— START INFORMATION GIVEN —

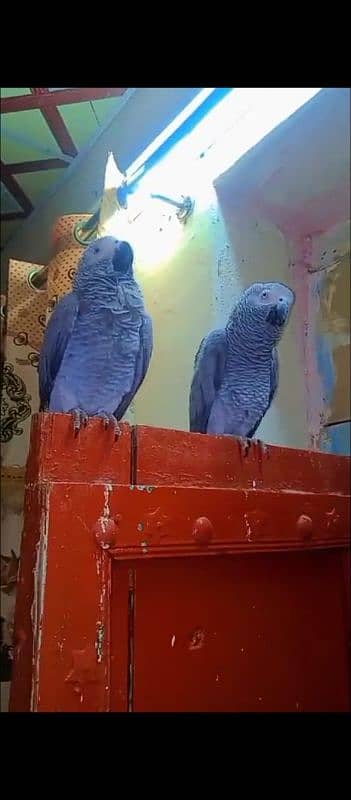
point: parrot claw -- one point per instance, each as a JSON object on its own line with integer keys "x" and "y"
{"x": 79, "y": 418}
{"x": 110, "y": 419}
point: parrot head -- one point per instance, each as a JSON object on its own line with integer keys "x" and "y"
{"x": 268, "y": 303}
{"x": 108, "y": 260}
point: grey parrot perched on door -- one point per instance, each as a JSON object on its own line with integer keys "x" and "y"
{"x": 98, "y": 342}
{"x": 236, "y": 367}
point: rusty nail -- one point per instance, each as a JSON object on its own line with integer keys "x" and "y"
{"x": 203, "y": 530}
{"x": 304, "y": 526}
{"x": 105, "y": 531}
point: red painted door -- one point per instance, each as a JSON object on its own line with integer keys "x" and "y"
{"x": 176, "y": 572}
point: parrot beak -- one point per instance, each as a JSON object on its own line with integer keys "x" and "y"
{"x": 279, "y": 313}
{"x": 123, "y": 257}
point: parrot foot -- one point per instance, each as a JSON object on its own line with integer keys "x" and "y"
{"x": 79, "y": 418}
{"x": 110, "y": 419}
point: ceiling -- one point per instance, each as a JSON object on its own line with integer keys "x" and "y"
{"x": 298, "y": 176}
{"x": 42, "y": 132}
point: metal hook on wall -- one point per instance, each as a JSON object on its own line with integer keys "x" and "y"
{"x": 185, "y": 208}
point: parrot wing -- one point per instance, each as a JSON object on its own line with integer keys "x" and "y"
{"x": 57, "y": 335}
{"x": 208, "y": 375}
{"x": 141, "y": 365}
{"x": 273, "y": 389}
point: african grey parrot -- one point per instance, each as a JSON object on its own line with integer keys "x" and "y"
{"x": 98, "y": 342}
{"x": 236, "y": 367}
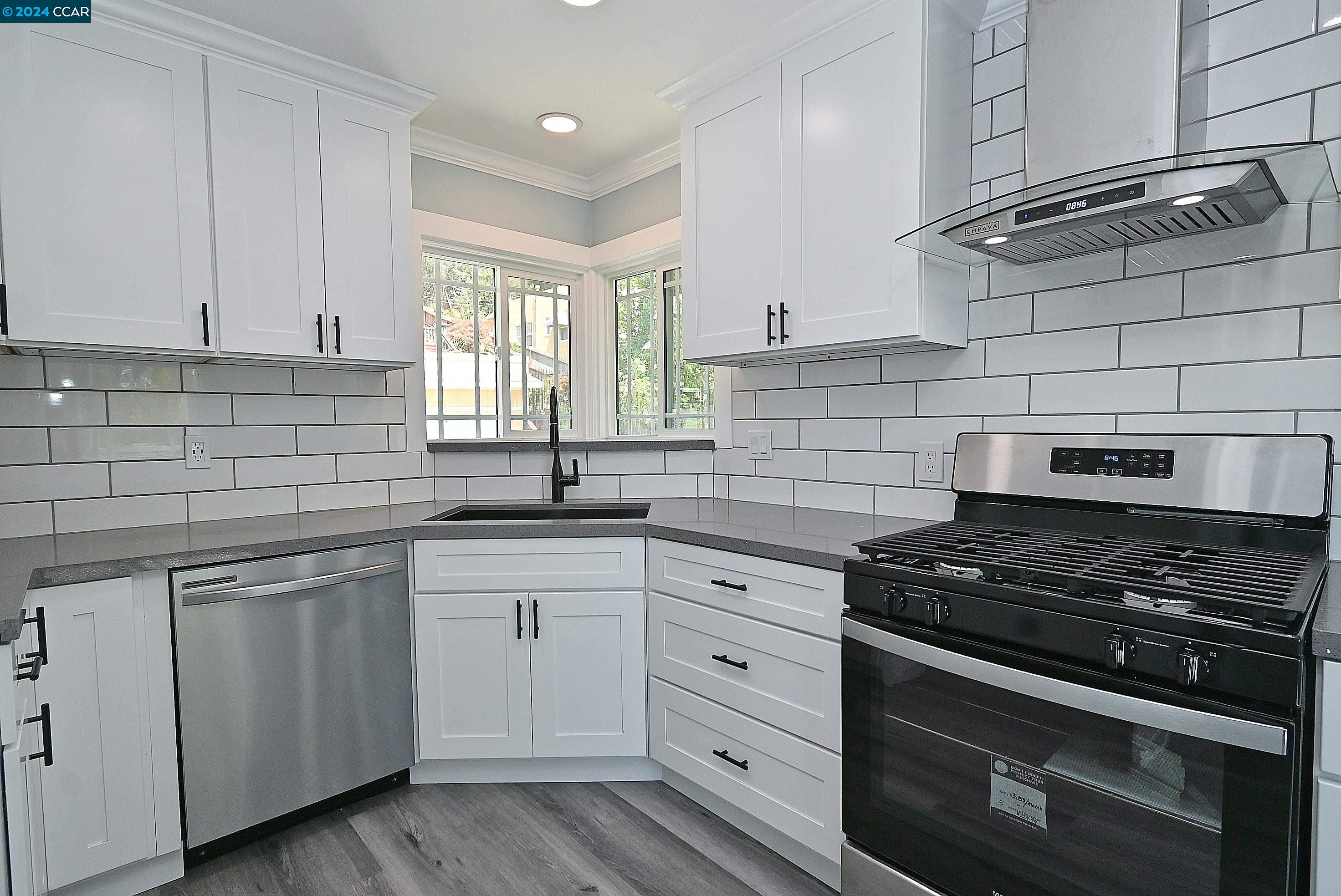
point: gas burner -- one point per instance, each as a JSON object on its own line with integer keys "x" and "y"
{"x": 957, "y": 570}
{"x": 1147, "y": 603}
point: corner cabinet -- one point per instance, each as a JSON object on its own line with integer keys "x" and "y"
{"x": 275, "y": 226}
{"x": 800, "y": 178}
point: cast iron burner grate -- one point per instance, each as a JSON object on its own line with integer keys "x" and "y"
{"x": 1266, "y": 586}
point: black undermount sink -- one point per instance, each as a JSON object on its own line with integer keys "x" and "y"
{"x": 482, "y": 513}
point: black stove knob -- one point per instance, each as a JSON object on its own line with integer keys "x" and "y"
{"x": 1190, "y": 667}
{"x": 935, "y": 611}
{"x": 1116, "y": 651}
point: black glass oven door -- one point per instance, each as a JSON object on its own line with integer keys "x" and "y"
{"x": 985, "y": 779}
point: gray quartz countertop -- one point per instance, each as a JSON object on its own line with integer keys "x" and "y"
{"x": 794, "y": 535}
{"x": 1327, "y": 621}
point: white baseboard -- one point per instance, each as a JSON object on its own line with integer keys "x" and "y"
{"x": 129, "y": 881}
{"x": 536, "y": 770}
{"x": 798, "y": 855}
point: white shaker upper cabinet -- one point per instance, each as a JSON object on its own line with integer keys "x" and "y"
{"x": 371, "y": 265}
{"x": 730, "y": 184}
{"x": 267, "y": 212}
{"x": 104, "y": 189}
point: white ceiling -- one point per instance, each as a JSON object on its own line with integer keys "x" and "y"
{"x": 495, "y": 65}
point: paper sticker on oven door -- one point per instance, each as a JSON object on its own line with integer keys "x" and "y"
{"x": 1019, "y": 797}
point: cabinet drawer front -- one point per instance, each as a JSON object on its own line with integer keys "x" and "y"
{"x": 792, "y": 681}
{"x": 529, "y": 564}
{"x": 792, "y": 785}
{"x": 800, "y": 597}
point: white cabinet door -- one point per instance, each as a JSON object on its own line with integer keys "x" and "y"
{"x": 371, "y": 263}
{"x": 104, "y": 188}
{"x": 589, "y": 674}
{"x": 472, "y": 657}
{"x": 852, "y": 173}
{"x": 267, "y": 184}
{"x": 97, "y": 799}
{"x": 730, "y": 187}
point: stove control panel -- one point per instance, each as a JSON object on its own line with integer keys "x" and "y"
{"x": 1143, "y": 463}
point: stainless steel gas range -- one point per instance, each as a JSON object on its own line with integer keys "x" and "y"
{"x": 1095, "y": 681}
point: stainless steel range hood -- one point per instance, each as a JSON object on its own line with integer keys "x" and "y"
{"x": 1115, "y": 92}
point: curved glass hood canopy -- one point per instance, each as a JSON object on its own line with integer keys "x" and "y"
{"x": 1157, "y": 199}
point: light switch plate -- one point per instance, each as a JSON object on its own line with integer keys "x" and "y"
{"x": 198, "y": 453}
{"x": 931, "y": 462}
{"x": 761, "y": 444}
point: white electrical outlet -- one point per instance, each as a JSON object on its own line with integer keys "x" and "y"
{"x": 198, "y": 453}
{"x": 761, "y": 444}
{"x": 931, "y": 462}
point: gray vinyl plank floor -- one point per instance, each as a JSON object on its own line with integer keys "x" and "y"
{"x": 635, "y": 839}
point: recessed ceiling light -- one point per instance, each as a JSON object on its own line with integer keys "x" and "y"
{"x": 558, "y": 122}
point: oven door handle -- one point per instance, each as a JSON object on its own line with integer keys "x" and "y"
{"x": 1195, "y": 723}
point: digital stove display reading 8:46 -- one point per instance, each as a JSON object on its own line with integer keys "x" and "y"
{"x": 1143, "y": 463}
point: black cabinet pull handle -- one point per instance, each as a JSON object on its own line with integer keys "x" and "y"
{"x": 739, "y": 764}
{"x": 45, "y": 718}
{"x": 30, "y": 666}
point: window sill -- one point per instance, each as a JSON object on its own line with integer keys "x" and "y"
{"x": 572, "y": 444}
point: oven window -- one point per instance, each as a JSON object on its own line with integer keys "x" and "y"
{"x": 981, "y": 790}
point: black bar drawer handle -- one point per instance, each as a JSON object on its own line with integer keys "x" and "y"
{"x": 30, "y": 666}
{"x": 45, "y": 718}
{"x": 739, "y": 764}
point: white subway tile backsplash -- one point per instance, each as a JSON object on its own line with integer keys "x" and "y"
{"x": 792, "y": 403}
{"x": 296, "y": 470}
{"x": 880, "y": 400}
{"x": 857, "y": 499}
{"x": 97, "y": 373}
{"x": 1225, "y": 337}
{"x": 243, "y": 502}
{"x": 972, "y": 397}
{"x": 1266, "y": 423}
{"x": 1104, "y": 392}
{"x": 167, "y": 410}
{"x": 1306, "y": 384}
{"x": 1323, "y": 329}
{"x": 343, "y": 440}
{"x": 876, "y": 467}
{"x": 1048, "y": 352}
{"x": 1266, "y": 284}
{"x": 232, "y": 377}
{"x": 116, "y": 443}
{"x": 39, "y": 408}
{"x": 285, "y": 410}
{"x": 23, "y": 446}
{"x": 47, "y": 482}
{"x": 120, "y": 513}
{"x": 1001, "y": 317}
{"x": 1119, "y": 302}
{"x": 841, "y": 435}
{"x": 343, "y": 495}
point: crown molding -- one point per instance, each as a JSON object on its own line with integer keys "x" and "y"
{"x": 219, "y": 39}
{"x": 491, "y": 162}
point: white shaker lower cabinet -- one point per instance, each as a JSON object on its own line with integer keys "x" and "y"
{"x": 104, "y": 813}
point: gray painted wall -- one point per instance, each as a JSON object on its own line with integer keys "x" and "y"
{"x": 476, "y": 196}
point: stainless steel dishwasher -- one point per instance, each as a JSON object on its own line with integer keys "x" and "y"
{"x": 293, "y": 688}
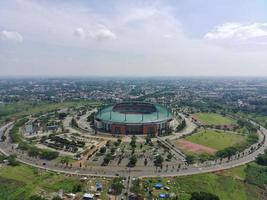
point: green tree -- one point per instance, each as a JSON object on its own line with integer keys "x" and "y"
{"x": 203, "y": 196}
{"x": 132, "y": 161}
{"x": 117, "y": 185}
{"x": 158, "y": 161}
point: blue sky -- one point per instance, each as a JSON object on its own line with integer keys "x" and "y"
{"x": 133, "y": 38}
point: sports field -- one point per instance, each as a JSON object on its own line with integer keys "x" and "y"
{"x": 216, "y": 139}
{"x": 214, "y": 119}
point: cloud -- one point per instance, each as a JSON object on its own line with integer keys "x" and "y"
{"x": 11, "y": 36}
{"x": 237, "y": 31}
{"x": 101, "y": 33}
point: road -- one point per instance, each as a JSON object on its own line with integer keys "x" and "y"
{"x": 246, "y": 157}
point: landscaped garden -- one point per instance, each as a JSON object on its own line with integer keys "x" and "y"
{"x": 226, "y": 184}
{"x": 213, "y": 119}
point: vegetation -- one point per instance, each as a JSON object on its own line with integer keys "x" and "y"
{"x": 214, "y": 119}
{"x": 22, "y": 182}
{"x": 132, "y": 161}
{"x": 218, "y": 140}
{"x": 256, "y": 175}
{"x": 181, "y": 126}
{"x": 226, "y": 185}
{"x": 203, "y": 196}
{"x": 117, "y": 185}
{"x": 262, "y": 159}
{"x": 14, "y": 132}
{"x": 158, "y": 161}
{"x": 20, "y": 109}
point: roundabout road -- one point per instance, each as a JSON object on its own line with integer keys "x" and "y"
{"x": 245, "y": 157}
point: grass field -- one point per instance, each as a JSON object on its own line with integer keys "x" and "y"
{"x": 20, "y": 109}
{"x": 216, "y": 139}
{"x": 228, "y": 185}
{"x": 22, "y": 181}
{"x": 214, "y": 119}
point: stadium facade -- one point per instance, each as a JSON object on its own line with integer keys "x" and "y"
{"x": 133, "y": 118}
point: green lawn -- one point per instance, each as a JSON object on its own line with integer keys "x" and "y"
{"x": 224, "y": 184}
{"x": 21, "y": 108}
{"x": 214, "y": 119}
{"x": 22, "y": 181}
{"x": 216, "y": 139}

— END INFORMATION GIVEN —

* _EXERCISE DETAILS_
In the records above, locate the line that contains "point: roundabout road". Repeat it and every line after it, exactly, and nothing else.

* _ANSWER TO THIS TASK_
point: roundabout road -- one point per instance, each as a JSON object on its own line with integer keys "x" and "y"
{"x": 245, "y": 157}
point: grass field -- one point per instance, each as a JSON object on its own line with integer keys "x" and "y"
{"x": 20, "y": 109}
{"x": 216, "y": 139}
{"x": 228, "y": 185}
{"x": 22, "y": 181}
{"x": 214, "y": 119}
point: stadium facade -- one point per instance, each as a JSON object on its own line with integer keys "x" and "y"
{"x": 133, "y": 118}
point: green lawn -- one point per instance, each as a JSON object on its own line with integer keys "x" and "y"
{"x": 224, "y": 184}
{"x": 21, "y": 108}
{"x": 214, "y": 119}
{"x": 22, "y": 181}
{"x": 216, "y": 139}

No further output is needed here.